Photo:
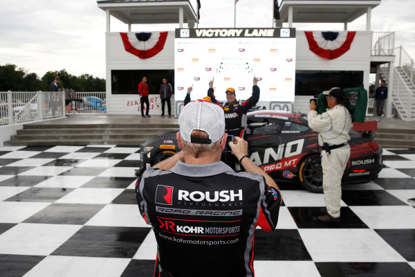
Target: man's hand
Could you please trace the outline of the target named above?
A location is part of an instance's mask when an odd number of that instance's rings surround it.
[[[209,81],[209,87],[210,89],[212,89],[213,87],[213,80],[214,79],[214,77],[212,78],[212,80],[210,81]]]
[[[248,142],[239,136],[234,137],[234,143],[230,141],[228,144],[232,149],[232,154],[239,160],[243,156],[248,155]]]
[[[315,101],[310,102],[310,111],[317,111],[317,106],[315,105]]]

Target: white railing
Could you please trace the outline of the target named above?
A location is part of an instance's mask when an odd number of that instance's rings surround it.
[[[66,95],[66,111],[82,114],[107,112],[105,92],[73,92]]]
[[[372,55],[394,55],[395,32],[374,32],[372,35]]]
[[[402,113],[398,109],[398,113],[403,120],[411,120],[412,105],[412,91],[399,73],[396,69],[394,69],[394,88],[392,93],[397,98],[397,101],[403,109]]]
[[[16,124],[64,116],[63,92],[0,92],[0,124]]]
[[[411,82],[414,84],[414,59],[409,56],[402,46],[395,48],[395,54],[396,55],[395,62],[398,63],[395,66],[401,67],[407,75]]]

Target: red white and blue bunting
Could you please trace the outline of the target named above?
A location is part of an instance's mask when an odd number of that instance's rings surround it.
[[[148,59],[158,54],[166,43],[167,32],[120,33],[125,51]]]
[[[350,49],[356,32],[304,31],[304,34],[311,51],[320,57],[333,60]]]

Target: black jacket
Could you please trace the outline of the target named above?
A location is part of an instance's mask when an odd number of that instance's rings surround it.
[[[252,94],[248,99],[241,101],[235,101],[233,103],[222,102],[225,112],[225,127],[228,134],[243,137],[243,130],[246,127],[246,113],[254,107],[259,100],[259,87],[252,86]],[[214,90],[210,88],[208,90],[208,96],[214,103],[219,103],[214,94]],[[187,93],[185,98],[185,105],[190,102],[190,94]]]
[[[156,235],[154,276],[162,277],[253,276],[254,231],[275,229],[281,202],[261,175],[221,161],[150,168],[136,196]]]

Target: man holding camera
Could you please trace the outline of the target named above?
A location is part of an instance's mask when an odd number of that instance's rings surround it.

...

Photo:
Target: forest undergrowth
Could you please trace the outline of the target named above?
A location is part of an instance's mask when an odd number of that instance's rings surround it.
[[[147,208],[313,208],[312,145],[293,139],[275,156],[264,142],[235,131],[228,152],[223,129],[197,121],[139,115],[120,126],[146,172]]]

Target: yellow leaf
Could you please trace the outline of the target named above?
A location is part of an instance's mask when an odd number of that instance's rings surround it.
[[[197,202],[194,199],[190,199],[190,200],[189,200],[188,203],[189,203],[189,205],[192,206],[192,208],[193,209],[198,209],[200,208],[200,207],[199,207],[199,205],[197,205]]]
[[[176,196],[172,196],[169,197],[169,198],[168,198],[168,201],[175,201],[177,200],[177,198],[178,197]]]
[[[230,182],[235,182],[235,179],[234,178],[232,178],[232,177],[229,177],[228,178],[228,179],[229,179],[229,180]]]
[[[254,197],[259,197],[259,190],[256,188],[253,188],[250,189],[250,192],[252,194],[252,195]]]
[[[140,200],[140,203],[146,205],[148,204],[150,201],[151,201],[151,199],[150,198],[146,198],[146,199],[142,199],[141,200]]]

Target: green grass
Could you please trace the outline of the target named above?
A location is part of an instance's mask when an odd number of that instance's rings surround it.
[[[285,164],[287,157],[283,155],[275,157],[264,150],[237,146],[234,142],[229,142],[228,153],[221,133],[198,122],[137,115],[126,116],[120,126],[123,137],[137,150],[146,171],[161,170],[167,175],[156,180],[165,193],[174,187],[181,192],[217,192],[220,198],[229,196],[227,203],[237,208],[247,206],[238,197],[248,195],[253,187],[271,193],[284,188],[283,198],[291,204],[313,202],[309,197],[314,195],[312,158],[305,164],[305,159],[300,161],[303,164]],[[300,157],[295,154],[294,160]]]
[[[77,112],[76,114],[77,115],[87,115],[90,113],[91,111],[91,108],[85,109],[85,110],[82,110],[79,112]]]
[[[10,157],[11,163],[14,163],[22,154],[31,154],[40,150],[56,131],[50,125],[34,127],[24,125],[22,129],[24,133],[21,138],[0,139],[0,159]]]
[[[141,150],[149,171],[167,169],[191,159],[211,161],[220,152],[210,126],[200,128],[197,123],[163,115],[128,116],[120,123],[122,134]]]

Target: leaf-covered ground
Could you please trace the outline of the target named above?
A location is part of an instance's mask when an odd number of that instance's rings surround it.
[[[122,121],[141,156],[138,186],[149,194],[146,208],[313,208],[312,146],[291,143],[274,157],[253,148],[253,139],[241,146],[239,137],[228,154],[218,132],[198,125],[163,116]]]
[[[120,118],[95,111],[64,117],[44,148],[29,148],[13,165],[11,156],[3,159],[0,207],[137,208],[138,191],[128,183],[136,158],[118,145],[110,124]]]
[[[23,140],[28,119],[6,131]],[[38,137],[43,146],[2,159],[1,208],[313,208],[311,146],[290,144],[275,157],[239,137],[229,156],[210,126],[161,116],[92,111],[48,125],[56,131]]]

* * *

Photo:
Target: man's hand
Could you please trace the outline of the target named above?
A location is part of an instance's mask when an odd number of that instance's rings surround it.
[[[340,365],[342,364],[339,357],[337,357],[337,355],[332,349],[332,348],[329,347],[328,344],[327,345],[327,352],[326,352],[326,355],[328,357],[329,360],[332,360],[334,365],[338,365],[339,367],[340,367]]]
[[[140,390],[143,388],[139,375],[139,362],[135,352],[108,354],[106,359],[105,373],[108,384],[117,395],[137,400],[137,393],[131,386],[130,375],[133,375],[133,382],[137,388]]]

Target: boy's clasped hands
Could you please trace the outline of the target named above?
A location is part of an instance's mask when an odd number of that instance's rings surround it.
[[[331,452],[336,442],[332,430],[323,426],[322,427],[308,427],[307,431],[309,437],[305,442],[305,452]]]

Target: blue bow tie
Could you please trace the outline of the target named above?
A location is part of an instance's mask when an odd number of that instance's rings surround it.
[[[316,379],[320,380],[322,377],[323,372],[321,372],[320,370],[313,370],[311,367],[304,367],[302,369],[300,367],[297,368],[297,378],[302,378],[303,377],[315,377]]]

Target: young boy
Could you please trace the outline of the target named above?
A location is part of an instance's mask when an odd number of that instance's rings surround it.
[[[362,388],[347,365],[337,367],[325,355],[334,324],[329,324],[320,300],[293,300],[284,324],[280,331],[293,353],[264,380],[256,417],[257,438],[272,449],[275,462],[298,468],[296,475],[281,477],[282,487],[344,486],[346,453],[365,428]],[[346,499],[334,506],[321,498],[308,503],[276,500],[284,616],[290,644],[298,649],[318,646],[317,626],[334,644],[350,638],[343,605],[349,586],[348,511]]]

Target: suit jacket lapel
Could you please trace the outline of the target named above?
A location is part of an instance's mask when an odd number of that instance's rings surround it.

→ **Do this**: Return each line in the listing above that contains the string "blue". Case counts.

→ **Answer to the exercise**:
Target: red white and blue bunting
Target: blue bow tie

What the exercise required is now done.